To do -
a - List every distinct username that appears in a post header in the forum thread about bottle-feeding calves.
b - Transcribe the forum thread about bottle-feeding calves word for word from "Per our Vet, we" to "with no problems.".

I hope the sugary encouragement helped and that the little ones are happy bottle babies now!


----------



## heather1029 (Apr 4, 2012)

Just want to say THANKS to everyone!

The sugar trick worked. 

Per our Vet, we gave each of them 2 pints of electrolyte powder yesterday afternoon (which they drank, no problem) then gave them each 1 pint of milk replacement (which they drank easily) last night!

This morning, they were up and going- and might I add, very rambunctious! They drank 3 pints this morning with no problems. 

Thanks again!


----------



## Stubbornhillfarm (Apr 4, 2012)

Glad to hear it!  

You may want to consider restricting them to 2qts per feeding,  per animal, twice a day instead of 3 qts.  3 may be a bit much for their little systems to handle and they may scour.  Just going by experience it is pretty common and if you can avoid it, that is the best plan.  So awesome to have bottle babies around.  We don't this year and I miss it!


----------



## redtailgal (Apr 4, 2012)

Stubbornhill...........three pints is only a quart and a half.    Six pints a day would be only 3 quarts........not enough for a holstein.  but you are right, 2 quarts or 8 pints a day is about right, when the calves are ready to drink that much.


----------



## Stubbornhillfarm (Apr 4, 2012)

Good catch!  I guess I should pay attention to the pints vs quart measurement!


----------



## redtailgal (Apr 4, 2012)

lol, I only caught it because I am prone to measure in pints around here.


----------

[Object location annotation data]
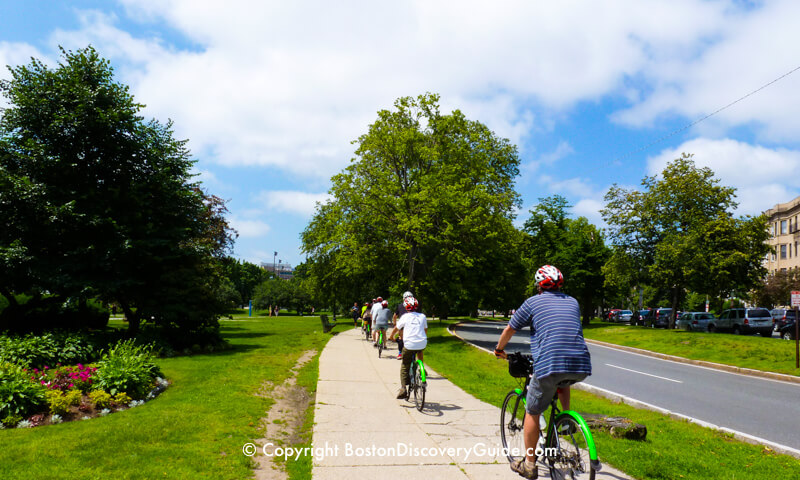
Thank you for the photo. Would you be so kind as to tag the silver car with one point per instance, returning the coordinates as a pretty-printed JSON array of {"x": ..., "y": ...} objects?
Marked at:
[{"x": 695, "y": 321}]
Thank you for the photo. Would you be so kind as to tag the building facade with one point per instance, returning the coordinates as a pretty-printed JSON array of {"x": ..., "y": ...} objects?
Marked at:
[{"x": 784, "y": 236}]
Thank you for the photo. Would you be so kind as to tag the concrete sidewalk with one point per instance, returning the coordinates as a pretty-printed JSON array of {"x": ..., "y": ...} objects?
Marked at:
[{"x": 360, "y": 422}]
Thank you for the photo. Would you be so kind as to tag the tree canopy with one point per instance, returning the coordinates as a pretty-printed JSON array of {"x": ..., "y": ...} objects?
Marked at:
[
  {"x": 98, "y": 202},
  {"x": 426, "y": 204},
  {"x": 679, "y": 233}
]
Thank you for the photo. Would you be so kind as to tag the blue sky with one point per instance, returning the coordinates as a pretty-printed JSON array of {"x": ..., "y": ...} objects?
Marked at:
[{"x": 271, "y": 94}]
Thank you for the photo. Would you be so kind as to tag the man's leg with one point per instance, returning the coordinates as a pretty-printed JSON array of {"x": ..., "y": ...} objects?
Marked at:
[
  {"x": 531, "y": 435},
  {"x": 405, "y": 366},
  {"x": 563, "y": 397}
]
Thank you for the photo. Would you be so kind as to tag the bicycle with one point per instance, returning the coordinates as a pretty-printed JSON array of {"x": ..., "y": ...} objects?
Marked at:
[
  {"x": 367, "y": 329},
  {"x": 565, "y": 445},
  {"x": 381, "y": 345},
  {"x": 417, "y": 383}
]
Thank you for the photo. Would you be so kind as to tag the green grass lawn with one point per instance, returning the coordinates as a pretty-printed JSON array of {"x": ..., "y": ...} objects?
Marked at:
[
  {"x": 767, "y": 354},
  {"x": 195, "y": 429},
  {"x": 673, "y": 449}
]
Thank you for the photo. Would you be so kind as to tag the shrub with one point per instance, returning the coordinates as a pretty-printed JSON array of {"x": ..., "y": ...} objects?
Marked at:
[
  {"x": 59, "y": 403},
  {"x": 74, "y": 396},
  {"x": 100, "y": 399},
  {"x": 47, "y": 349},
  {"x": 122, "y": 398},
  {"x": 129, "y": 368},
  {"x": 19, "y": 396}
]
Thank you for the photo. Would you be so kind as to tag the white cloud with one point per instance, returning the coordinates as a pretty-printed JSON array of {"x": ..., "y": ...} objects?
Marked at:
[
  {"x": 267, "y": 83},
  {"x": 743, "y": 53},
  {"x": 302, "y": 203},
  {"x": 249, "y": 228},
  {"x": 762, "y": 176}
]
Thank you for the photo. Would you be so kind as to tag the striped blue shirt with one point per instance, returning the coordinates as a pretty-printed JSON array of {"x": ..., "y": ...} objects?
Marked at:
[{"x": 557, "y": 341}]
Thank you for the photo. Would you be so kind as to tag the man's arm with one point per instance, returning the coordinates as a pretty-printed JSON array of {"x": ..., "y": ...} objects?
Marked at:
[{"x": 499, "y": 350}]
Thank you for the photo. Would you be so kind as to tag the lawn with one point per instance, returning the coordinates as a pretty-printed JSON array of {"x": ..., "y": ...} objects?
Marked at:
[
  {"x": 766, "y": 354},
  {"x": 196, "y": 429},
  {"x": 673, "y": 449}
]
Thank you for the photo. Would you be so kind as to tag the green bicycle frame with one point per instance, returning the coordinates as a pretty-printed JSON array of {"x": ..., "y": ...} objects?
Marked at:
[
  {"x": 578, "y": 419},
  {"x": 421, "y": 370}
]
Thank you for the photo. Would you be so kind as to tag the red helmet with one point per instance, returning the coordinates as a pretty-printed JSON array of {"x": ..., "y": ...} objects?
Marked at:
[
  {"x": 410, "y": 303},
  {"x": 549, "y": 277}
]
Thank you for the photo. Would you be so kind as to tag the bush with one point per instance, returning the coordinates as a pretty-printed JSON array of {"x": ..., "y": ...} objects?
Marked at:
[
  {"x": 59, "y": 403},
  {"x": 100, "y": 399},
  {"x": 129, "y": 368},
  {"x": 47, "y": 349},
  {"x": 19, "y": 396}
]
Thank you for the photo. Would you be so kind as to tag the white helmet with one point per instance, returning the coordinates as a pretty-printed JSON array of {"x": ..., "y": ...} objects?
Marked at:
[{"x": 549, "y": 277}]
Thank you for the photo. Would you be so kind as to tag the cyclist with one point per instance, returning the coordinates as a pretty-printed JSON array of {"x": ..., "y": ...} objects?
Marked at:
[
  {"x": 366, "y": 315},
  {"x": 374, "y": 310},
  {"x": 382, "y": 322},
  {"x": 560, "y": 355},
  {"x": 399, "y": 311},
  {"x": 414, "y": 327},
  {"x": 355, "y": 312}
]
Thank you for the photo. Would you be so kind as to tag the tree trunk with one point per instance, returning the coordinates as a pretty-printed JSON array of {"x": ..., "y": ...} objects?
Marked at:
[
  {"x": 133, "y": 319},
  {"x": 675, "y": 299}
]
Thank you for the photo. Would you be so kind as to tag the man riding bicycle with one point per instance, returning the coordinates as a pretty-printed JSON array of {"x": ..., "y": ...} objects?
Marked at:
[
  {"x": 560, "y": 355},
  {"x": 414, "y": 326}
]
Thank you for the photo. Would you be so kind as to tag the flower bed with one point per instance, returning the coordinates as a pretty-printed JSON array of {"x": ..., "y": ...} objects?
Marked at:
[{"x": 125, "y": 377}]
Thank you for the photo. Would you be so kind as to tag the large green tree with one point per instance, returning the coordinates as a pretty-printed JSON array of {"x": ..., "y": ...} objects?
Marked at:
[
  {"x": 678, "y": 233},
  {"x": 426, "y": 205},
  {"x": 573, "y": 245},
  {"x": 100, "y": 202}
]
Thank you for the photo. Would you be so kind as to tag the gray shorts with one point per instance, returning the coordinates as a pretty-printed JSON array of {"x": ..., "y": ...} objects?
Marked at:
[{"x": 541, "y": 392}]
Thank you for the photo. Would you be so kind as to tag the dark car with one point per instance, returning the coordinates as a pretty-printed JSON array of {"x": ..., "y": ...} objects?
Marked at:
[
  {"x": 744, "y": 321},
  {"x": 787, "y": 331},
  {"x": 781, "y": 317},
  {"x": 657, "y": 318}
]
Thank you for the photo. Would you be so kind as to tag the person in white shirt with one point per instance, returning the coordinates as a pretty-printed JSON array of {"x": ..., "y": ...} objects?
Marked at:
[
  {"x": 376, "y": 309},
  {"x": 414, "y": 328}
]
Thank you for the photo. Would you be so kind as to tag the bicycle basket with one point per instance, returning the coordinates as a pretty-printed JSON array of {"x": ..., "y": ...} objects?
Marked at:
[{"x": 519, "y": 365}]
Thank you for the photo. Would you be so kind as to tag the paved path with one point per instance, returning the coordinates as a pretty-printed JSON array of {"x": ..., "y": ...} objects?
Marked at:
[{"x": 356, "y": 409}]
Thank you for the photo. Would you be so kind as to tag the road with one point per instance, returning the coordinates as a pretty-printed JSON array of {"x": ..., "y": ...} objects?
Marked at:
[{"x": 763, "y": 408}]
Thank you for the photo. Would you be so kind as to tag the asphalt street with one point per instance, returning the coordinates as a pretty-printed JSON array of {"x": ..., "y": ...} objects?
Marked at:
[{"x": 763, "y": 408}]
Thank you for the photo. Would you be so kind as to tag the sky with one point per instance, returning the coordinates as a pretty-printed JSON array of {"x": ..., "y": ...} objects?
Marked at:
[{"x": 271, "y": 95}]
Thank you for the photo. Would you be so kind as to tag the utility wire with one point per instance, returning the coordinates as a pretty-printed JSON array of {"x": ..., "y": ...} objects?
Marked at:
[{"x": 686, "y": 127}]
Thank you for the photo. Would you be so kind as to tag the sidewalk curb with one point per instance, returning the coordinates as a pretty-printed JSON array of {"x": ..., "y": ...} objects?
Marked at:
[
  {"x": 618, "y": 398},
  {"x": 701, "y": 363}
]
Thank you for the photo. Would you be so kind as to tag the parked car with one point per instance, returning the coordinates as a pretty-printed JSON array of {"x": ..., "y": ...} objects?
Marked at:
[
  {"x": 744, "y": 321},
  {"x": 657, "y": 318},
  {"x": 787, "y": 331},
  {"x": 623, "y": 316},
  {"x": 695, "y": 321},
  {"x": 781, "y": 316}
]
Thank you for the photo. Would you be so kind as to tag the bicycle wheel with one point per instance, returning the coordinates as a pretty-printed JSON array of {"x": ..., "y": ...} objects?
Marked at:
[
  {"x": 567, "y": 451},
  {"x": 419, "y": 390},
  {"x": 512, "y": 420}
]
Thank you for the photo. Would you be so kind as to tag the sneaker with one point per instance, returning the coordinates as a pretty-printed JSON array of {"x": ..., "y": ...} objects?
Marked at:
[{"x": 524, "y": 469}]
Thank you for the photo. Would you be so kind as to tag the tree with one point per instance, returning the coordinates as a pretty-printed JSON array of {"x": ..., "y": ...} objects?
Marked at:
[
  {"x": 114, "y": 212},
  {"x": 679, "y": 233},
  {"x": 425, "y": 205},
  {"x": 574, "y": 246}
]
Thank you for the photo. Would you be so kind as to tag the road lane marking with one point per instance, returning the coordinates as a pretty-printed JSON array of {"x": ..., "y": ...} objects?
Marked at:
[{"x": 642, "y": 373}]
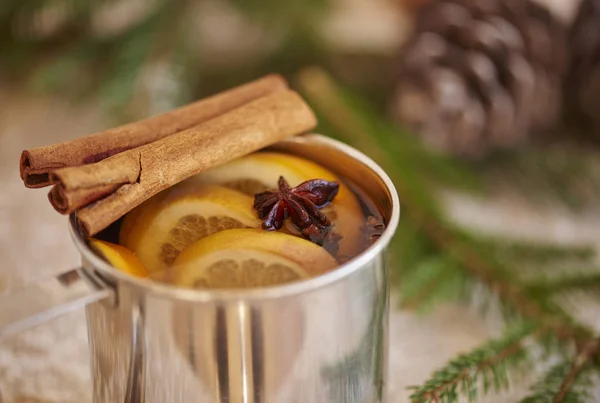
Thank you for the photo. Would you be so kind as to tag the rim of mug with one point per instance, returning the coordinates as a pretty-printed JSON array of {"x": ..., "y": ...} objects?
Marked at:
[{"x": 200, "y": 295}]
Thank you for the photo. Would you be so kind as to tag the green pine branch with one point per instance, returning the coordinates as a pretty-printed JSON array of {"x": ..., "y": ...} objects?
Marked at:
[
  {"x": 488, "y": 366},
  {"x": 566, "y": 382},
  {"x": 429, "y": 247},
  {"x": 421, "y": 207}
]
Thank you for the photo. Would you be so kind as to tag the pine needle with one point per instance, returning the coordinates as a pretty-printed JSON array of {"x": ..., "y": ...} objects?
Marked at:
[
  {"x": 565, "y": 382},
  {"x": 487, "y": 366}
]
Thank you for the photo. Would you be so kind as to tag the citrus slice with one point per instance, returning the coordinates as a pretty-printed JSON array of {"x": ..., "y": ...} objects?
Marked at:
[
  {"x": 260, "y": 171},
  {"x": 119, "y": 257},
  {"x": 159, "y": 229},
  {"x": 245, "y": 258}
]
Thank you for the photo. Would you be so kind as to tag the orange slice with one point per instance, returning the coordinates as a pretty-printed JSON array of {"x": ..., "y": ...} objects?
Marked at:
[
  {"x": 260, "y": 171},
  {"x": 245, "y": 258},
  {"x": 158, "y": 230}
]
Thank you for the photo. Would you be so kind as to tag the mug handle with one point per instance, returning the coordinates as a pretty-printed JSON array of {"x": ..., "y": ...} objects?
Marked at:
[{"x": 47, "y": 299}]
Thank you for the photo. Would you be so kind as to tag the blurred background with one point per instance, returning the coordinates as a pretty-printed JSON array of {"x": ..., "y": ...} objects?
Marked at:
[{"x": 484, "y": 112}]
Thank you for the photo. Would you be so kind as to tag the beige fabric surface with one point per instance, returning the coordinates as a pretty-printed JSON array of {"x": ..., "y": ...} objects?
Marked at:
[{"x": 50, "y": 364}]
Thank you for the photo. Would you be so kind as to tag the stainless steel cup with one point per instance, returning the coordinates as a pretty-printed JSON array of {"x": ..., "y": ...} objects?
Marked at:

Outputs in order -
a - heather1029, Stubbornhillfarm, redtailgal

b -
Per our Vet, we gave each of them 2 pints of electrolyte powder yesterday afternoon (which they drank, no problem) then gave them each 1 pint of milk replacement (which they drank easily) last night!

This morning, they were up and going- and might I add, very rambunctious! They drank 3 pints this morning with no problems.